The agency’s effort “is based on an understanding that the vast majority of people struggling with mental illnesses are not violent, and in fact they are more likely to be the victims than perpetrators of a crime,” Leon Rodriguez, director of HHS Office for Civil Rights, wrote on the agency’s website.
But to the extent that a small fraction of people with mental or behavioral health problems have the potential to be violent, Rodriguez said it was important to clarify that HIPAA does permit covered entities and states to report individuals with mental illness found to be a potential public danger to the NICS, and that the database does not disclose the reason why someone is prohibited from purchasing a weapon when gun sellers run a background check. (Convicted felons and individuals convicted of domestic violence are among others barred from buying firearms.)
Rodriguez also noted that the Government Accountability Office found, in a 2012 report, that 17 states had submitted fewer than 10 records of individuals prohibited from gun ownership for mental health reasons to the NICS, which is managed by the Federal Bureau of Investigations, between 2004 and 2011.

Dataset excerpt ▸

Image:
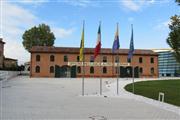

To be done ▸
1. Answer these questions from the passage on HIPAA and gun background checks, one per line:
(a) Who is the director of the HHS Office for Civil Rights?
(b) Which agency manages the NICS?
(c) According to the 2012 Government Accountability Office report, how many states submitted fewer than 10 such records between 2004 and 2011?
2. Return the part of the passage on HIPAA and gun background checks starting with "The agency’s effort" and going on through "the agency’s website.".
3. Write the next part of the passage on HIPAA and gun background checks, picking up after its final sentence.
None of the lines is needed for this work.

Task-by-task results ▸
1.
(a) Leon Rodriguez
(b) The Federal Bureau of Investigations
(c) 17

2.
The agency’s effort “is based on an understanding that the vast majority of people struggling with mental illnesses are not violent, and in fact they are more likely to be the victims than perpetrators of a crime,” Leon Rodriguez, director of HHS Office for Civil Rights, wrote on the agency’s website.

3.
Examining FBI data, the GAO did find that the number of firearm transactions denied based on mental health records increased from 365 (0.5 percent of 75,990 total purchase denials) in 2004 to 2,124 (1.7 percent of 123,432 purchase denials) in 2011. But of the 800 percent increase in mental health records provided to NICS database by states between 2004 and 2011, the GAO found, the “progress largely reflects the efforts of 12 states, and most states have made little or no progress in providing these records.”
HHS and the Obama Administration, meanwhile, are looking to clarify HIPAA provisions on mental health and public danger reporting, and are also touting the expansion of access to behavioral healthcare under the Affordable Care Act.